Exercise aim:
Reproduce the entries below word for word, from their first line through the line containing "top-left (264, 113), bottom-right (468, 249)", and leave the pictures out.

· · · · ·

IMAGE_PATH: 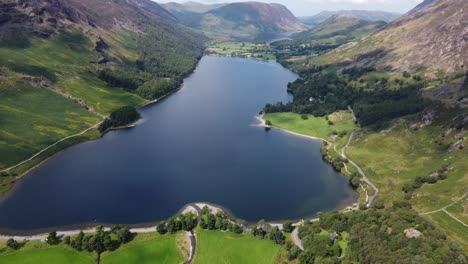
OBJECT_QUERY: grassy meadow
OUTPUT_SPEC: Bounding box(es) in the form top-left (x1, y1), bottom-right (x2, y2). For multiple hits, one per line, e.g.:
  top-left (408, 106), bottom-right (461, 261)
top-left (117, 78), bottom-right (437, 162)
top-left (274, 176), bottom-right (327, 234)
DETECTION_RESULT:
top-left (206, 43), bottom-right (276, 60)
top-left (0, 30), bottom-right (147, 190)
top-left (0, 241), bottom-right (96, 264)
top-left (0, 73), bottom-right (101, 169)
top-left (101, 233), bottom-right (185, 264)
top-left (194, 230), bottom-right (281, 264)
top-left (264, 113), bottom-right (468, 249)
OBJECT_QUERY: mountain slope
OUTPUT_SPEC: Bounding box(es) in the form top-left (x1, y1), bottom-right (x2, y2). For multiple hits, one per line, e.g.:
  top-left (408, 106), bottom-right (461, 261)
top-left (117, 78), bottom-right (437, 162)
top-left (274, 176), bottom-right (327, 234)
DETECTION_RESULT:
top-left (292, 15), bottom-right (386, 43)
top-left (182, 2), bottom-right (306, 41)
top-left (299, 10), bottom-right (401, 26)
top-left (310, 0), bottom-right (468, 72)
top-left (0, 0), bottom-right (205, 186)
top-left (161, 2), bottom-right (226, 18)
top-left (272, 16), bottom-right (386, 60)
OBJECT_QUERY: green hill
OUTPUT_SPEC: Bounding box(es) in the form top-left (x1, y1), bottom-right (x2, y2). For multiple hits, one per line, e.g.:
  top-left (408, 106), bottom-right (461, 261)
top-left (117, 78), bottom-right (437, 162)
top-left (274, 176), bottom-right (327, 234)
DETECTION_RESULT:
top-left (0, 0), bottom-right (205, 192)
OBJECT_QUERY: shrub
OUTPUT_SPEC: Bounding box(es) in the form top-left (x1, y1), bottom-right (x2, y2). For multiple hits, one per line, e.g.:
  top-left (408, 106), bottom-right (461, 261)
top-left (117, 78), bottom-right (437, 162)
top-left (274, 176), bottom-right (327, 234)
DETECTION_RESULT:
top-left (7, 238), bottom-right (21, 250)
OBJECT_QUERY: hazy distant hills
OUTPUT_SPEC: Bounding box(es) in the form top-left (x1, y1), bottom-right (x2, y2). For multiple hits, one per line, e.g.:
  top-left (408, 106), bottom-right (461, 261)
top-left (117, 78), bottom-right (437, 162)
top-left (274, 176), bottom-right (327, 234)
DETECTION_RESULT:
top-left (299, 10), bottom-right (401, 25)
top-left (165, 2), bottom-right (307, 41)
top-left (161, 2), bottom-right (226, 18)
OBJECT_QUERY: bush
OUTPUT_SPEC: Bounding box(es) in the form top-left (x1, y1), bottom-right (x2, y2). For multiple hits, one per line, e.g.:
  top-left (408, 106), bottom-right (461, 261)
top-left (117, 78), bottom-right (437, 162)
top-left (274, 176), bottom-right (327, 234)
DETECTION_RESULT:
top-left (46, 231), bottom-right (60, 245)
top-left (372, 199), bottom-right (385, 209)
top-left (401, 183), bottom-right (414, 193)
top-left (7, 238), bottom-right (21, 250)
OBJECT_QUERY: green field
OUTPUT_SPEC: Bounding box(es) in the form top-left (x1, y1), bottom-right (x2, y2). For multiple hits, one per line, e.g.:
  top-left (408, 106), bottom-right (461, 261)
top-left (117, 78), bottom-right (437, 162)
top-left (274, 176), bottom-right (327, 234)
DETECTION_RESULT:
top-left (264, 113), bottom-right (468, 248)
top-left (0, 30), bottom-right (147, 190)
top-left (195, 230), bottom-right (280, 264)
top-left (101, 233), bottom-right (184, 264)
top-left (0, 241), bottom-right (96, 264)
top-left (206, 43), bottom-right (276, 60)
top-left (263, 111), bottom-right (356, 140)
top-left (0, 31), bottom-right (145, 114)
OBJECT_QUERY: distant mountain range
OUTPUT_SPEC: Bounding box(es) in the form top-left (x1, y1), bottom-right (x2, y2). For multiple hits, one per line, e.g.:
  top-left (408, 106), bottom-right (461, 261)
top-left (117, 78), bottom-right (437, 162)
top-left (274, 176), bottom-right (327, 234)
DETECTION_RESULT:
top-left (318, 0), bottom-right (468, 72)
top-left (172, 2), bottom-right (307, 41)
top-left (299, 10), bottom-right (401, 26)
top-left (292, 15), bottom-right (387, 44)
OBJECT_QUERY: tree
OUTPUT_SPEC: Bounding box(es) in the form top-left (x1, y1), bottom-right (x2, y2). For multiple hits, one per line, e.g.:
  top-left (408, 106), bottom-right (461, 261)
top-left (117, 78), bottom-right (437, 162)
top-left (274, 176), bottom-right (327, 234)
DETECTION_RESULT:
top-left (206, 213), bottom-right (216, 230)
top-left (167, 217), bottom-right (181, 234)
top-left (115, 226), bottom-right (133, 244)
top-left (232, 224), bottom-right (244, 234)
top-left (7, 238), bottom-right (21, 250)
top-left (372, 199), bottom-right (385, 209)
top-left (288, 245), bottom-right (301, 261)
top-left (103, 235), bottom-right (114, 251)
top-left (46, 231), bottom-right (60, 245)
top-left (268, 226), bottom-right (286, 245)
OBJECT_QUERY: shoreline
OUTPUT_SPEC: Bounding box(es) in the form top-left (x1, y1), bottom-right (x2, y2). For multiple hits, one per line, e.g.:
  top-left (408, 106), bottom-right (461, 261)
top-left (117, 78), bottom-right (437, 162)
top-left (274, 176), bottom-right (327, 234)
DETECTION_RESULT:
top-left (0, 202), bottom-right (225, 238)
top-left (255, 113), bottom-right (364, 208)
top-left (0, 55), bottom-right (199, 196)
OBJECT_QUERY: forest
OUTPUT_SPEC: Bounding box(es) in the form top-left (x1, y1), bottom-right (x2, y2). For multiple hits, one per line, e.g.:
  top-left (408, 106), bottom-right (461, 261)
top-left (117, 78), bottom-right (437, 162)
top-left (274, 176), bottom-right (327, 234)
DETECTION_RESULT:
top-left (289, 202), bottom-right (466, 264)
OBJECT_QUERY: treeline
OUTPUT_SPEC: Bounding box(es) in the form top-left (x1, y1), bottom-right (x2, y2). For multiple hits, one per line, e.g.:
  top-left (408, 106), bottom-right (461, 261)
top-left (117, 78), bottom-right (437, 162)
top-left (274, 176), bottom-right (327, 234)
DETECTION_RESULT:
top-left (97, 19), bottom-right (206, 100)
top-left (264, 67), bottom-right (426, 126)
top-left (290, 202), bottom-right (466, 264)
top-left (200, 206), bottom-right (244, 234)
top-left (99, 106), bottom-right (141, 133)
top-left (156, 212), bottom-right (197, 235)
top-left (250, 220), bottom-right (294, 245)
top-left (402, 164), bottom-right (449, 199)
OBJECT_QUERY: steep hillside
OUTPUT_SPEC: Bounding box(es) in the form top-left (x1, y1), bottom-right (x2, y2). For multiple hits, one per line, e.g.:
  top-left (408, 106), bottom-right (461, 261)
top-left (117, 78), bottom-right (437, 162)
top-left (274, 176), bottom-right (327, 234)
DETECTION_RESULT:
top-left (408, 0), bottom-right (438, 14)
top-left (182, 2), bottom-right (306, 41)
top-left (299, 10), bottom-right (401, 26)
top-left (292, 15), bottom-right (386, 44)
top-left (272, 16), bottom-right (386, 61)
top-left (161, 2), bottom-right (226, 18)
top-left (312, 0), bottom-right (468, 73)
top-left (0, 0), bottom-right (205, 190)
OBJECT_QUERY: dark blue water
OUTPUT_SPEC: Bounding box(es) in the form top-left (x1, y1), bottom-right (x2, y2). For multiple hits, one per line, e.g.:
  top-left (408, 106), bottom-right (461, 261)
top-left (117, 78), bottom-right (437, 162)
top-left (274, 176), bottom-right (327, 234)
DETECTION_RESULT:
top-left (0, 56), bottom-right (356, 231)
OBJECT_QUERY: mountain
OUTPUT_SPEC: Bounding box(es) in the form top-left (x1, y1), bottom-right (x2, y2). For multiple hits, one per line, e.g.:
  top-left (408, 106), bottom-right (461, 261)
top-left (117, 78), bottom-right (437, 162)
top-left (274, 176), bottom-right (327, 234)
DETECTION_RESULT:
top-left (299, 10), bottom-right (401, 26)
top-left (161, 2), bottom-right (226, 18)
top-left (0, 0), bottom-right (207, 175)
top-left (291, 15), bottom-right (387, 44)
top-left (182, 2), bottom-right (306, 41)
top-left (312, 0), bottom-right (468, 72)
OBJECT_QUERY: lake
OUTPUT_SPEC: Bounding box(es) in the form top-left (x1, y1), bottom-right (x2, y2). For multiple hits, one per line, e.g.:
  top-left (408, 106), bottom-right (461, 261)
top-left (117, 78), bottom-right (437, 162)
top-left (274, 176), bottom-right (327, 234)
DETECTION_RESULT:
top-left (0, 56), bottom-right (357, 232)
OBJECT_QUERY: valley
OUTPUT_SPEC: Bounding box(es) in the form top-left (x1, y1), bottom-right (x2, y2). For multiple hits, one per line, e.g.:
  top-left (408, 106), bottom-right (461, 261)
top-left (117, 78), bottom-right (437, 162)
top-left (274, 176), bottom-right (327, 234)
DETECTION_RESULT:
top-left (0, 0), bottom-right (468, 264)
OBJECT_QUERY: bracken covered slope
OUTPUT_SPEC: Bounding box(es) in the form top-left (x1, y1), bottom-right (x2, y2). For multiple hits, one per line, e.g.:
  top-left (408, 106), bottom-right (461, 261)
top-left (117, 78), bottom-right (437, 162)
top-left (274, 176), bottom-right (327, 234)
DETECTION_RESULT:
top-left (316, 0), bottom-right (468, 72)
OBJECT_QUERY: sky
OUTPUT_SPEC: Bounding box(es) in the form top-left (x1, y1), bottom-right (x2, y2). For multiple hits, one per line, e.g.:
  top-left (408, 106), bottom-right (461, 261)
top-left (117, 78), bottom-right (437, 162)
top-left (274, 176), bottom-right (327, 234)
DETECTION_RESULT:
top-left (155, 0), bottom-right (423, 16)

· · · · ·

Solution for this exercise:
IMAGE_PATH: 
OBJECT_QUERY: grassy meadow
OUTPUT_SPEC: Bounding box(es) in the form top-left (x1, y1), bottom-right (x2, y2). For multiple hits, one per line, e.g.:
  top-left (408, 106), bottom-right (461, 261)
top-left (117, 78), bottom-right (437, 162)
top-left (274, 176), bottom-right (327, 234)
DETECTION_RESULT:
top-left (206, 43), bottom-right (276, 60)
top-left (0, 30), bottom-right (147, 190)
top-left (0, 241), bottom-right (96, 264)
top-left (0, 73), bottom-right (101, 169)
top-left (101, 233), bottom-right (185, 264)
top-left (194, 230), bottom-right (281, 264)
top-left (264, 113), bottom-right (468, 249)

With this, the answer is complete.